→ Task directions: Carry none of the pictures over; set down the material below exactly.

→ Working data:
## BEGIN
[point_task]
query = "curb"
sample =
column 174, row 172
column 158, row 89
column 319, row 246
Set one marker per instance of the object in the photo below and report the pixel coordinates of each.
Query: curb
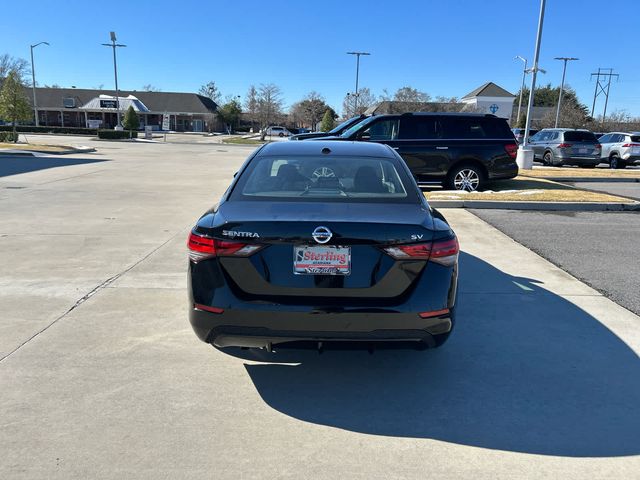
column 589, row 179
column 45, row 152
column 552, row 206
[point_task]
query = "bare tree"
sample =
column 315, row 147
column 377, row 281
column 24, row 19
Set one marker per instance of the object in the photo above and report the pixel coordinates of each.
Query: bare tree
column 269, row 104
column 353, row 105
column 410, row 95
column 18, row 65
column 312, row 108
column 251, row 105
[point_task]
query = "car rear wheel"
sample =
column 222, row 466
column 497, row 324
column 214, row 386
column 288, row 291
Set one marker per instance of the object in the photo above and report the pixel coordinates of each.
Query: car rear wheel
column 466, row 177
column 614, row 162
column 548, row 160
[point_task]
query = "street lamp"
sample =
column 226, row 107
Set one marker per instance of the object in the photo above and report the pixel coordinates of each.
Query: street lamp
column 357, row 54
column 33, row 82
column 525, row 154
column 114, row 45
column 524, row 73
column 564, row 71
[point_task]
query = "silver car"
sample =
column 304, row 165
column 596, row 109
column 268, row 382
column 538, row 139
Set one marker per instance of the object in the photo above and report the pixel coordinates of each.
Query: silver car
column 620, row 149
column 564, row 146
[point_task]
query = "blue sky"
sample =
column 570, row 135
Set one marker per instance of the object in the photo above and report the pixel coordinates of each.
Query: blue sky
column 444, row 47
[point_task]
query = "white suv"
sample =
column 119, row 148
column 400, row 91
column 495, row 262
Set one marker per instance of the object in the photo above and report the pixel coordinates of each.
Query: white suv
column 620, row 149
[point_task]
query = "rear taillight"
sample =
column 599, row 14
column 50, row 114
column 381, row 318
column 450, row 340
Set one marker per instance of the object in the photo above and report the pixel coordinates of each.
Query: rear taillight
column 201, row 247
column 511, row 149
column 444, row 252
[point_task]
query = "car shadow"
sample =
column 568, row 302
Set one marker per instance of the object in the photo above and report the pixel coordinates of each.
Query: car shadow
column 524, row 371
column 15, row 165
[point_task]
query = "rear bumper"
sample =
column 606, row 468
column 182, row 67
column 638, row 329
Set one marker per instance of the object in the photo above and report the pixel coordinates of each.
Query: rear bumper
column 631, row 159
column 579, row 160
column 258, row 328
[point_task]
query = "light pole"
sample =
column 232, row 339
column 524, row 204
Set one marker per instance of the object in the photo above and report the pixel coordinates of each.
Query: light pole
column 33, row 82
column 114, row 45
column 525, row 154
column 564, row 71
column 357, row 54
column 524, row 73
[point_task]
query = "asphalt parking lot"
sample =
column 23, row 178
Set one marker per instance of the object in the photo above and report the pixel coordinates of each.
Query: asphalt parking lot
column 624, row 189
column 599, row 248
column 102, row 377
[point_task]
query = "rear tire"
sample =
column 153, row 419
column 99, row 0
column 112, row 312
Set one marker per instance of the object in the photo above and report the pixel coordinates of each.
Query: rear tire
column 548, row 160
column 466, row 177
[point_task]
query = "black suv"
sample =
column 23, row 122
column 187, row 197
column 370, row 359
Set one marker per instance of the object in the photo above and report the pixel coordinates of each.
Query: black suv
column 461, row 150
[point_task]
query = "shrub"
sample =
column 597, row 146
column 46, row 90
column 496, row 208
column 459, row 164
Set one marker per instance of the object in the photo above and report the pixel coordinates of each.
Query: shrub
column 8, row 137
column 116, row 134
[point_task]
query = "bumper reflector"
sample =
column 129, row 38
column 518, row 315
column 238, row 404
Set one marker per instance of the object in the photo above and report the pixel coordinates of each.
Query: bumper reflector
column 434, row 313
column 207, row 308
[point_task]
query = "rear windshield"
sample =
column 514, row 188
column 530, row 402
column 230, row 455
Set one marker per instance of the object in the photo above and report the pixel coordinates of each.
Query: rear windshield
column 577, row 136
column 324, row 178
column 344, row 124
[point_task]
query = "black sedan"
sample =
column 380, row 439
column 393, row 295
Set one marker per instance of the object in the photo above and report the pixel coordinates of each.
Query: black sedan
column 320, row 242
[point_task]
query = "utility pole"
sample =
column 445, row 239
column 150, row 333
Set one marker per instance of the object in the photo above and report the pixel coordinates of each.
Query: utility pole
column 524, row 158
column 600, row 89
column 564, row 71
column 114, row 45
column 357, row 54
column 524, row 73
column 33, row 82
## END
→ Result below:
[point_task]
query = "curb"
sample =
column 174, row 172
column 158, row 89
column 319, row 246
Set one marker per instance of the object in the photo below and report the pixel coordinates of each.
Query: curb
column 589, row 179
column 45, row 152
column 552, row 206
[point_task]
query = "bare tree"
sample =
column 315, row 147
column 377, row 281
column 24, row 19
Set one marker per instance of the object in the photo above and report the pixel coordinates of each.
Query: bare tree
column 269, row 104
column 353, row 105
column 410, row 95
column 18, row 65
column 312, row 108
column 251, row 105
[point_task]
query = "car rear wheel"
sample =
column 222, row 466
column 497, row 324
column 214, row 386
column 288, row 291
Set one marker per instance of the object in the photo above and report the pixel coordinates of each.
Query: car rear wheel
column 466, row 177
column 614, row 162
column 548, row 160
[point_task]
query = "street lamp"
sample =
column 226, row 107
Set one marker per instance of the object in the photo above and report the pixel coordinates of each.
Query: street lamp
column 357, row 54
column 33, row 82
column 525, row 154
column 114, row 45
column 524, row 73
column 564, row 71
[point_task]
query = "silver car"
sample =
column 304, row 165
column 596, row 109
column 268, row 382
column 538, row 139
Set one marker per instance of the object in the photo above and report the pixel coordinates of each.
Query: silver car
column 620, row 149
column 564, row 146
[point_task]
query = "blue sky"
sample =
column 570, row 135
Set one marker per instance of the object in the photo above and report the pixel coordinates of each.
Query: blue sky
column 444, row 47
[point_task]
query = "white suv"
sample =
column 119, row 148
column 400, row 91
column 495, row 262
Set one marker per instance of the object in the photo above and report the pixel coordinates of each.
Query: white suv
column 620, row 149
[point_task]
query = "rear taillight"
sample =
column 599, row 14
column 50, row 114
column 381, row 318
column 450, row 340
Set one marker per instance of the object in the photo above and report the pixel coordinates of each.
Query: rear taillight
column 201, row 247
column 511, row 149
column 444, row 252
[point_task]
query = "car shadow"
sample =
column 568, row 302
Set one marker per instance of the object in the photo above and report the pixel coordinates of each.
Query: car shadow
column 524, row 371
column 15, row 165
[point_task]
query = "rear bumper"
sample =
column 606, row 468
column 182, row 67
column 638, row 329
Set one marker per instance of the object in the photo above and report the pixel coordinates of each.
Query: rear bumper
column 631, row 159
column 579, row 160
column 258, row 328
[point_task]
query = "light pole"
sample =
column 232, row 339
column 524, row 204
Set one marker per instance of the object in the photo above and report the pixel coordinates of each.
Query: light pole
column 33, row 82
column 114, row 45
column 525, row 154
column 564, row 71
column 357, row 54
column 524, row 73
[point_task]
query = "asphalt parking lot"
sample =
column 23, row 178
Set one marker per instance of the object in the photo above and report the pixel coordinates of each.
Query: asphalt parking lot
column 624, row 189
column 599, row 248
column 102, row 377
[point_task]
query = "rear tire"
sample =
column 153, row 419
column 99, row 0
column 112, row 312
Set one marker per instance of the object in the photo above and report the pixel coordinates of each.
Query: rear tire
column 548, row 160
column 466, row 177
[point_task]
query = "black suv"
sample =
column 23, row 122
column 187, row 197
column 370, row 359
Set one marker per instance of the object in the photo above and report the pixel coordinates of each.
Query: black suv
column 461, row 150
[point_task]
query = "shrub"
sample =
column 597, row 146
column 46, row 90
column 496, row 208
column 459, row 164
Set one marker per instance of the object in the photo above and report the pixel coordinates of each.
Query: shrub
column 8, row 137
column 116, row 134
[point_task]
query = "bumper reflector"
sample =
column 129, row 38
column 518, row 315
column 238, row 404
Set one marker per instance of the object in the photo above and report the pixel coordinates of each.
Query: bumper reflector
column 434, row 313
column 207, row 308
[point_task]
query = "rear windshield"
sample =
column 514, row 188
column 530, row 402
column 230, row 455
Set one marker per instance of the object in the photo above and report the pixel coordinates of each.
Query: rear windshield
column 577, row 136
column 324, row 178
column 344, row 124
[point_task]
query = "black sedan"
sample =
column 380, row 439
column 393, row 295
Set one marker per instance of the object in the photo above and report the pixel coordinates of each.
Query: black sedan
column 320, row 242
[point_task]
query = "utility pole"
sample =
column 445, row 239
column 150, row 333
Set one marker per instance of the object in the photo above and report the pixel coordinates of each.
Query: utility pole
column 524, row 158
column 600, row 89
column 564, row 71
column 114, row 45
column 357, row 54
column 524, row 73
column 33, row 82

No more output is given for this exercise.